===== EXTRACTED INFORMATION =====

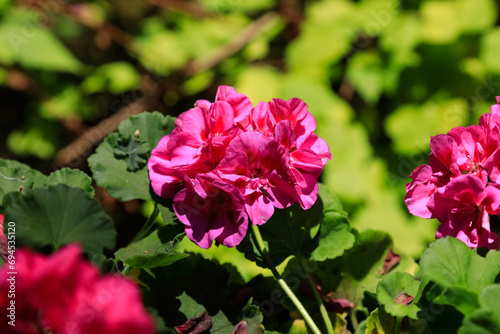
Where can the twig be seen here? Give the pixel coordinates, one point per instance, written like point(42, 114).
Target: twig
point(191, 8)
point(234, 45)
point(82, 145)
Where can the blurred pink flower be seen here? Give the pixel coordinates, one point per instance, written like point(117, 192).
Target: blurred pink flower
point(459, 187)
point(62, 293)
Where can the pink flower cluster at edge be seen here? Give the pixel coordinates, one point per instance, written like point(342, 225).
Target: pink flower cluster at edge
point(63, 294)
point(227, 162)
point(461, 185)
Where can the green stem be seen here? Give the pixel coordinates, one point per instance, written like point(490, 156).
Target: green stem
point(322, 308)
point(127, 270)
point(398, 325)
point(281, 281)
point(147, 226)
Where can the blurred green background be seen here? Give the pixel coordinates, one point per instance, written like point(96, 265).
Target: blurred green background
point(380, 76)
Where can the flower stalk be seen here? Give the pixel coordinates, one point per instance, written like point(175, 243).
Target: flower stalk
point(321, 305)
point(260, 243)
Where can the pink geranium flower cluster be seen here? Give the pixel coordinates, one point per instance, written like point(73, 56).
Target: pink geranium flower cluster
point(461, 185)
point(226, 162)
point(63, 294)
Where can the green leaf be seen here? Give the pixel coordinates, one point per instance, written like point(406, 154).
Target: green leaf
point(396, 292)
point(152, 126)
point(476, 16)
point(485, 320)
point(290, 231)
point(366, 73)
point(459, 271)
point(432, 117)
point(489, 49)
point(22, 43)
point(193, 285)
point(116, 77)
point(335, 231)
point(156, 250)
point(15, 177)
point(133, 151)
point(334, 238)
point(105, 265)
point(58, 215)
point(362, 267)
point(112, 173)
point(380, 322)
point(73, 178)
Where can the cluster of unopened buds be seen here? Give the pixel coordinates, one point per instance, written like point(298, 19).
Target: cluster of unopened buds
point(227, 162)
point(461, 185)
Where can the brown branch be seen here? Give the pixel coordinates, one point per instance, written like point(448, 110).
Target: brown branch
point(74, 153)
point(182, 6)
point(238, 42)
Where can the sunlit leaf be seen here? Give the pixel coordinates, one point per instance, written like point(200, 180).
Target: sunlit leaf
point(73, 178)
point(114, 174)
point(156, 250)
point(459, 271)
point(486, 319)
point(22, 42)
point(396, 292)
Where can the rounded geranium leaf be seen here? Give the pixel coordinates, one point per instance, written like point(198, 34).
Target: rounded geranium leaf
point(460, 273)
point(290, 231)
point(57, 215)
point(71, 177)
point(449, 262)
point(156, 250)
point(113, 171)
point(396, 292)
point(15, 177)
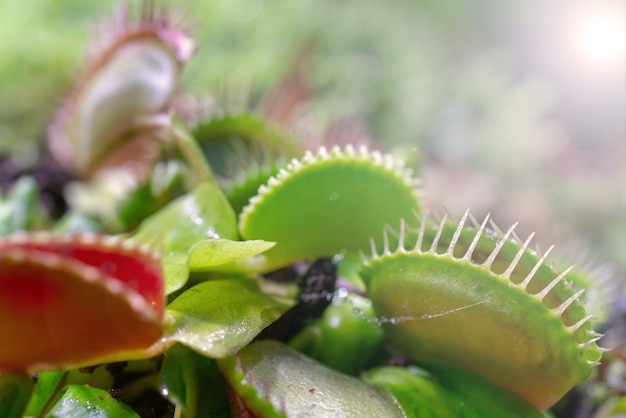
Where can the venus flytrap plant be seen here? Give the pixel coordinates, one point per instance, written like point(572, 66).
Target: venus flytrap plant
point(112, 115)
point(485, 326)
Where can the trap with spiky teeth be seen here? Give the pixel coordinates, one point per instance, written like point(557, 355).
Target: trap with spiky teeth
point(327, 203)
point(477, 299)
point(76, 300)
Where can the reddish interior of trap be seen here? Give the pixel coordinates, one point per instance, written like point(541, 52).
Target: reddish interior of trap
point(53, 317)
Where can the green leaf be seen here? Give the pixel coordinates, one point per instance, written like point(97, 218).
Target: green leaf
point(217, 252)
point(195, 383)
point(447, 392)
point(15, 390)
point(48, 384)
point(220, 139)
point(166, 183)
point(275, 380)
point(204, 213)
point(78, 401)
point(343, 338)
point(76, 222)
point(219, 317)
point(328, 203)
point(21, 209)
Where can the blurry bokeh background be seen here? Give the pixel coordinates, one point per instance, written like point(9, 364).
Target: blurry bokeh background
point(516, 108)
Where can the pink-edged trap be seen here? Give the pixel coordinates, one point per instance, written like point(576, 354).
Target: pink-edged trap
point(76, 300)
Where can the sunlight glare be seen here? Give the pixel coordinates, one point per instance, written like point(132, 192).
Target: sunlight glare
point(601, 37)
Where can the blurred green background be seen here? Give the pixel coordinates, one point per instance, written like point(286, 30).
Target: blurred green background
point(517, 108)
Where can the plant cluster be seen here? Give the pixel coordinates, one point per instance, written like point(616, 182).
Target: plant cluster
point(244, 272)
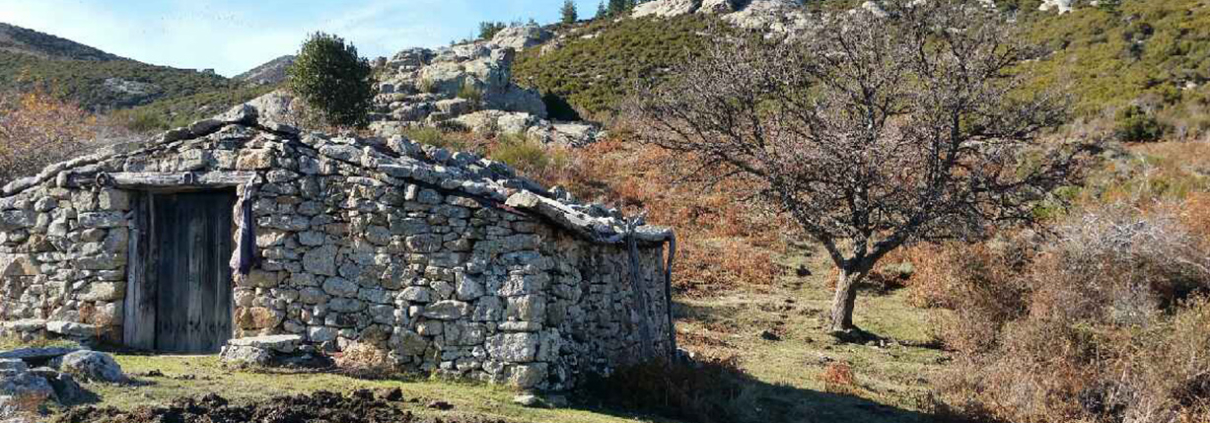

=====

AIM OF THE TASK:
Render every line of the listing above as a numbered list, skipping blank lines and leaving out the pictures.

FINAL RESULT:
1. Where can the twig be seen here? Give the pixel coordinates, one point per instance, written like point(42, 114).
2. Target: twig
3. point(191, 8)
4. point(234, 45)
5. point(82, 145)
6. Where can the blurred pink flower be seen here? Give the pixel coordinates, one point per instance, written like point(117, 192).
7. Target: blurred pink flower
8. point(459, 187)
9. point(62, 293)
10. Where can the pink flower cluster at edge be seen here? Give the pixel coordinates, one point per instance, written like point(342, 225).
11. Target: pink flower cluster at edge
12. point(63, 294)
13. point(227, 162)
14. point(461, 185)
15. Where can the green stem be seen here? Give the pixel coordinates, one point per instance, written like point(490, 156).
16. Target: green stem
17. point(322, 308)
18. point(127, 270)
19. point(398, 325)
20. point(281, 281)
21. point(147, 226)
22. Where can the blurred green background be seen here? Give the pixel coordinates, one point per instance, written like point(96, 265).
23. Target: blurred green background
24. point(380, 76)
25. Where can the flower stalk be seen here? Give the pixel coordinates, one point per instance, written like point(175, 243).
26. Target: flower stalk
27. point(321, 305)
28. point(260, 243)
29. Where can the pink geranium flower cluster be seen here? Give the pixel coordinates, one point per instance, written like point(73, 56).
30. Target: pink geranium flower cluster
31. point(461, 185)
32. point(226, 162)
33. point(63, 294)
34. Where can the green leaf be seen here? Give the pixel coordinates, one point per instance, written like point(406, 154).
35. Target: green leaf
36. point(396, 292)
37. point(152, 126)
38. point(476, 16)
39. point(485, 320)
40. point(290, 231)
41. point(366, 73)
42. point(459, 271)
43. point(432, 117)
44. point(489, 49)
45. point(22, 43)
46. point(193, 285)
47. point(116, 77)
48. point(335, 231)
49. point(156, 250)
50. point(15, 177)
51. point(133, 151)
52. point(334, 238)
53. point(105, 265)
54. point(58, 215)
55. point(362, 267)
56. point(112, 173)
57. point(380, 322)
58. point(73, 178)
59. Where can the cluster of unopened buds be seen here? Give the pixel coordinates, one point per instance, written like point(298, 19).
60. Target: cluster of unopened buds
61. point(227, 162)
62. point(461, 185)
63. Where can the brown branch be seen here? Give the pixel coordinates, one point per instance, written like point(448, 110).
64. Target: brown branch
65. point(74, 153)
66. point(182, 6)
67. point(238, 42)
68. Where can the sunlit leaf be seen here? Give the pixel coordinates, one point per instance, written like point(200, 180).
69. Target: sunlit leaf
70. point(73, 178)
71. point(114, 174)
72. point(156, 250)
73. point(459, 271)
74. point(486, 319)
75. point(22, 42)
76. point(396, 292)
77. Where can the rounded geranium leaf be seen here? Give the pixel coordinates, one point per instance, written like point(198, 34).
78. Target: rounded geranium leaf
79. point(460, 273)
80. point(290, 231)
81. point(57, 215)
82. point(71, 177)
83. point(449, 262)
84. point(156, 250)
85. point(113, 171)
86. point(396, 292)
87. point(15, 177)
88. Where can the venus flytrap plant be seen here? Give the pixel coordinates, one point per instance, written like point(572, 66).
89. Target: venus flytrap plant
90. point(112, 115)
91. point(485, 326)
92. Where can the trap with spiky teeth be seen here? Give the pixel coordinates, one point per instance, written like point(557, 355).
93. Target: trap with spiky teeth
94. point(327, 203)
95. point(477, 299)
96. point(76, 300)
97. Where can the reddish interior of trap be seen here? Give the pixel coordinates, one point per instance, written like point(541, 52).
98. Target: reddish interior of trap
99. point(53, 317)
100. Where can the green leaf be seen here? Give the pixel coordinates, one point per instance, written like point(97, 218).
101. Target: green leaf
102. point(217, 252)
103. point(195, 383)
104. point(447, 392)
105. point(15, 390)
106. point(48, 384)
107. point(220, 139)
108. point(166, 183)
109. point(275, 380)
110. point(204, 213)
111. point(78, 401)
112. point(343, 338)
113. point(76, 222)
114. point(219, 317)
115. point(328, 203)
116. point(21, 209)
117. Where can the blurry bokeh background be seen here? Give the pixel coordinates, one point per instance, written like point(9, 364).
118. Target: blurry bokeh background
119. point(516, 108)
120. Where can the pink-edged trap be seen here? Give the pixel coordinates, one point per instance, written like point(576, 354).
121. Target: pink-edged trap
122. point(76, 300)
123. Where can the sunlight glare be seen here? Give the pixel coordinates, one point per instance, written like point(132, 192).
124. Target: sunlight glare
125. point(601, 37)
126. Where can the blurred green background be seen here? Give the pixel coordinates, one point per instance, written like point(286, 30).
127. Target: blurred green background
128. point(517, 108)
129. Where can the plant cluster be seen here? Give the pixel coordinates, one point per instance, written like point(616, 182).
130. Target: plant cluster
131. point(244, 272)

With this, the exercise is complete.